(Region pointing data)
==================================================

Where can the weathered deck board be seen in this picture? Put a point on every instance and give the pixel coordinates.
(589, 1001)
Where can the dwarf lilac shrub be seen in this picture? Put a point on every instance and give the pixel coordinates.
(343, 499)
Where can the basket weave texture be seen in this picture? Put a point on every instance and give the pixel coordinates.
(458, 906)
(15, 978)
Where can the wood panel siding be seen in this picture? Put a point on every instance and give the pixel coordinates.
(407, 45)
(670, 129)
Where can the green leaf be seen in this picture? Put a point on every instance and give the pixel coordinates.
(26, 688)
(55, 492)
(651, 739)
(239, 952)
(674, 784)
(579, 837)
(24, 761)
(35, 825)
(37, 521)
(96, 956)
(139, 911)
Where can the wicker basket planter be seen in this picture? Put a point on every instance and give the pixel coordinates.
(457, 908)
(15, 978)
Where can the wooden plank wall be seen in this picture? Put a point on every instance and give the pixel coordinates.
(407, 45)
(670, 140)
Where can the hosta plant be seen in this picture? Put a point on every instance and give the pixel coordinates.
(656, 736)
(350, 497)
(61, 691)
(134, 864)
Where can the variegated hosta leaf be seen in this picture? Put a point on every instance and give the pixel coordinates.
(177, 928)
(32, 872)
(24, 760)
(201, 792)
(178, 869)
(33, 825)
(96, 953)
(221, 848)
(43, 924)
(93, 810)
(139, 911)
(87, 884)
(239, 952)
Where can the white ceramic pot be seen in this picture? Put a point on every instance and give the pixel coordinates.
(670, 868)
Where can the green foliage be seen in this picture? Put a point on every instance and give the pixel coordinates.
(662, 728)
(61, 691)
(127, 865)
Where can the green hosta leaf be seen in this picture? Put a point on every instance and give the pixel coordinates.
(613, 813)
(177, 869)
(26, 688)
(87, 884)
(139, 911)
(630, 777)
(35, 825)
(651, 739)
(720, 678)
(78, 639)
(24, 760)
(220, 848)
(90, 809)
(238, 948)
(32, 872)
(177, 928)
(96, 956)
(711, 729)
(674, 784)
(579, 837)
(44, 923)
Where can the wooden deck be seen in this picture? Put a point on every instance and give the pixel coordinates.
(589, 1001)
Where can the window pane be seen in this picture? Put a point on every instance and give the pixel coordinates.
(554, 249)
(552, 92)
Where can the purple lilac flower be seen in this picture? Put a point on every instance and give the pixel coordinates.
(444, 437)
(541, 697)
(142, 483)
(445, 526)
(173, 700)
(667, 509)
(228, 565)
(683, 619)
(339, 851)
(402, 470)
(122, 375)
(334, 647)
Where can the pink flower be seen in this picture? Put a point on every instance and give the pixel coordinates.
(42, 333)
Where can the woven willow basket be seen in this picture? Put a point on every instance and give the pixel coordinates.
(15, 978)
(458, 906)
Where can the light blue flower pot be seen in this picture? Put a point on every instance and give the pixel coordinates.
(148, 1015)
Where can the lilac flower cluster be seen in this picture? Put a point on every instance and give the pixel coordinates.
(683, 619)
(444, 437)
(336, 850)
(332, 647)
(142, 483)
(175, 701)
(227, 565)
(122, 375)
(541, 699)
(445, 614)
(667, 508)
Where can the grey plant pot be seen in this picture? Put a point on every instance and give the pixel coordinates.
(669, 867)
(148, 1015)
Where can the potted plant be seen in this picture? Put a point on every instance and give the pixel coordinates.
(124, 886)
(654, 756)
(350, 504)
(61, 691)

==================================================

**TASK PROMPT:**
The data should be transcribed exactly, line for line.

**RESPONSE TO THIS TASK:**
Where can the weathered deck board be seen in this picture? Put a point on every instance and give the pixel coordinates.
(589, 1001)
Where can the dwarf lilac shrub be seen in this picture? Put a point on every instance and give the pixel coordinates.
(343, 499)
Where can the basket weave texture be seen in this picture? Put a point on every instance and give the pixel coordinates.
(458, 906)
(15, 978)
Where can the wood panel siding be seen in this picture? Put a point on every instance and give the pixel coordinates.
(407, 45)
(670, 129)
Where can the green leaf be seen in this picture? Put a point on every instance and give the pixel coordinates.
(26, 688)
(55, 492)
(651, 739)
(239, 952)
(674, 784)
(579, 837)
(24, 761)
(35, 825)
(37, 521)
(96, 956)
(139, 911)
Where can the wicker basket planter be seen in this picture? Put a point on every instance and give the pixel coordinates.
(457, 908)
(15, 978)
Where can the wooden plank wall be seen in this picture? Put a point on every instance and give the pixel coordinates.
(407, 45)
(670, 140)
Where can the hosta plant be seen in this picture? Put a point on every instance and give the pixel coordinates.
(656, 736)
(350, 497)
(61, 691)
(134, 864)
Where can the variegated hosta leaf be seen in this picture? Put a point on every instance and give the pixel coordinates.
(177, 928)
(32, 872)
(24, 760)
(201, 792)
(178, 869)
(33, 825)
(96, 953)
(221, 848)
(43, 924)
(93, 810)
(139, 911)
(87, 884)
(239, 952)
Where can the white ceramic pot be seen in this picture? Put a point on every instance and give the pixel coordinates.
(670, 868)
Where can the green foliage be seen in this picture? Put a point on every instance and give the pixel coordinates.
(662, 728)
(61, 691)
(127, 865)
Where can the green hosta leaf be seen in this picture? Put a point on every instance and give the pixel coordinates.
(613, 813)
(177, 869)
(26, 688)
(87, 884)
(139, 911)
(630, 777)
(35, 825)
(651, 739)
(720, 678)
(78, 639)
(24, 760)
(220, 848)
(90, 809)
(238, 948)
(32, 872)
(177, 928)
(96, 956)
(711, 729)
(674, 784)
(579, 837)
(44, 923)
Where can the wooden deck be seen in this picture? Put a point on every instance and give the pixel coordinates.
(589, 1001)
Where can the window pane be seen in this picture? Put a point on every instance and give the pixel coordinates.
(554, 249)
(552, 92)
Where can the purple lilac flower be seen in this picture? Put a point on every instance and give the pixel coordinates.
(444, 437)
(541, 697)
(142, 483)
(445, 526)
(173, 700)
(667, 509)
(228, 565)
(683, 619)
(339, 851)
(402, 470)
(122, 375)
(334, 647)
Where can the pink flower be seen in this picture? Put a point on every instance and give the pixel coordinates.
(42, 333)
Where can the woven willow basket be seen in this picture? Put a point on every instance and give the pixel coordinates.
(15, 978)
(458, 906)
Where can the light blue flower pot be seen in this picture? Put a point on every instance and give the pixel coordinates.
(148, 1015)
Where can the lilac flower cluster be seen in this picture? Put a point on every instance and give the pixel coordinates.
(683, 619)
(444, 437)
(336, 850)
(332, 647)
(142, 483)
(175, 701)
(227, 565)
(122, 375)
(541, 699)
(445, 614)
(667, 508)
Where can the grey plant pot be seen in this picture? Put a point on every instance and give the pixel coordinates.
(669, 867)
(148, 1015)
Where can the potted plant be seen in this picture? Put a point on every instance and give the pixel coordinates.
(124, 886)
(654, 756)
(350, 504)
(61, 691)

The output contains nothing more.